**Selected passage**

But, O ye her first-fruits unto God! look, look into her super­abounding Basket, and behold the Crop of her Clusters of her Vine­yard, which are gathered in the first year of the Vintage, and cast your eye into the house of her Winepress, that you may see the mul­titude and blessings of her increase, where the Fats are over­runing as floods, and the influences of Oyl as Rivers: And then after all this, yea, and much more than all this, which I have spread but as a napkin before you, say unto your souls within you, If the Glory of our Mother be so illustrious in her externals, and outer parts, Ah! What is her resplendency within? If such is her Hand, what is her heart? if such is her bosome, what are her Bowels? if such is her Visage, what are her Vitals? if such be the Sound of her Voice, Ah, what is the Solace of her Soul? and if such is the radiancy of her Eye, what is the glory of her Spirit? Verily, though I see in the Vertue of her dignity an excellency and magni­ficency, yea, and glory potential, covered with all supremacy, which in the Spirit also is utterable within me, transcending all (as far as the East is from the West) what ever my pen hath characterized, even in such an ample, spatious, vast and infinitely unequalled manner, exceeding all Orations of the wisest Orators, and Poems of the pro­foundest Poets, which are Sons of Achitophel's Seed; yet must I cease for a season, that the Lambs may learn and read the beauty of her ravishing Visiognomy within them; assuredly knowing that herewith the very life of my spirit (as a key of Oracles) shall fly hence (as with the Wings of Lightening) and pitch upon many, as the Dove of the Ark on the Olive Tree, and rest in them as the Lord of an ever­lasting Sabbath of Joy, which shall reveal unto them the riches of her Glory, yea, and draw them also (as it hath my tender Soul) into an endless and unsearchable labrynth of loss, amidst the numberless odoriferous Flowers of the over-spreading Pleasures of her Life.


Yet thus may I interrogate my soul within me, saying, Canst thou waste thy fulness, or count the drops of thy bottle prodigal­ly spent (as water that is spilt on a stone) which is poured out upon so blessed a Seed?



And she responsively resolves with a Nay, saying,
I never can in waste spend this my treasure
On you, the Doves which are my bosomes pleasure,
Nay; neither can I ever empty'd be
To you, which in God's Life are joyn'd to me;
For sure the more I love, the more increase
Of Love in me doth flow, which cannot cease
Their running streams of Shiloh's sweet affection,
Since Loves Flames are the Walls of my protection;
I feel your Life, and therefore must retort
On you, my love, whilst I in Life exhort.

**Provided material**
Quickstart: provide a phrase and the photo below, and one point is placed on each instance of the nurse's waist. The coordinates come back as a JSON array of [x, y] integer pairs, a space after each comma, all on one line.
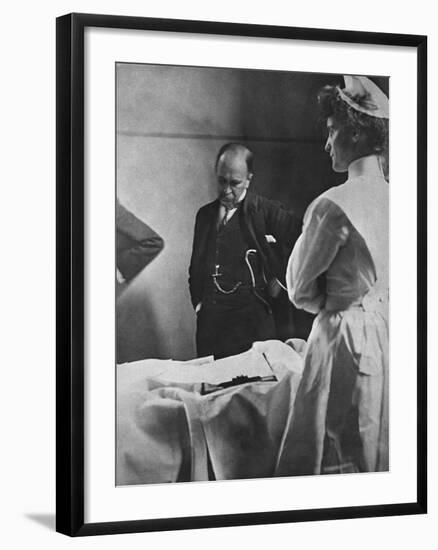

**Required work**
Pick up the devotional passage in praise of the Mother's glory after its final verse line, and carry it forward.

**Final result**
Most dear Beloved, prize the springing Grain,
And unto such Souls be as Clouds of Rain:
And in this day let my experience preach
Unto your life, and let my Witness reach
In deeps profound, wherein you purely ought
To prize a Babe surpassing every thought;
Ah! prize a Babe, even as I prize indeed
The very least, as fruits of God's own Seed,
And that you may esteem a Lamb the better,
Chain'd in Affection by Loves Lock and Fetter;
Mark ye my Pilgrimage through craggy wayes,
Since sure not all have seen such heavy dayes:
For loe my spirit speaks when I do stand.
To turn and look about on ev'ry hand;
I quickly see, as through an open Cleft,
A Fox approached very nigh the left;
And thence but casting this my open sight,
A ravenous Wolf appeareth at my right;
Before a Lyon, and behind a Bear,
Which fills my soul with most exceeding fear;
Besides, on th' ground a subtile Serpent creeping,
And poysonous Viper, Crocadile-like, weeping;
Aloft a Dragon soaring in the Air,
I'm sure, enough to make all flesh despair.
Thus I am compassed in every hour,
Yet sav'd in God by his Almighty Power:
And therefore I do prize a Lamb in love,
As God's own Treasure, seal'd in Heavens above:
Which Fruits of love, our God from all requires;
And such sweet Streams run joynt with my desires.


And all dear Plants of God, we must be all very low and hum­ble before our Father, and honour Him with fear & trembling, and thanksgiving, in all states and conditions, and be very single, sim­ple and innocent in his pure Eye, and exceeding tender to one another in the Pitties wherewith he hath been merciful unto us, and covered us with his own Compassions; and take occasions in the Life of Love to speak to one another, and visit one another in the holy Bowels with the Greeting and Salutation of the holy Kiss, where the World reacheth not; for in this Spirit, we know that we are of God, and the whole World lyeth in Wickedness, which stand in the enmity to this Love, which is the manifest Power of God revealed in us, which delivereth us from all evil; for in the Love we witness the Strength which takes up and bears the Cross, to the crucifying of the Old Man with all his lusts and af­fections, whereby we receive the Testimony of the true Faith and in it do also witness, in our own spirits, the taking up of a Life in the Heavenly Places of the immortal Joy, which nothing is able to bereave us of, having (by abundant blessed Experiences) the assured knowledge, That the more our Adversaries wrestle to deprive us of the Blessing and Inheritance (for the Revelation of the most exceeding Mercies of our Father to us, through the prosperity of the Life and Glory of his Power in us) the more are we strength­ned in Him; that also by it, if happily our enemies may come to see the certainty of the Lord on our side, and thereby be con­verted unto the Grace of his Goodness, and saved by the incom­prehensible Work of his Wisdom, in the pitties of the bosome of his Mercies.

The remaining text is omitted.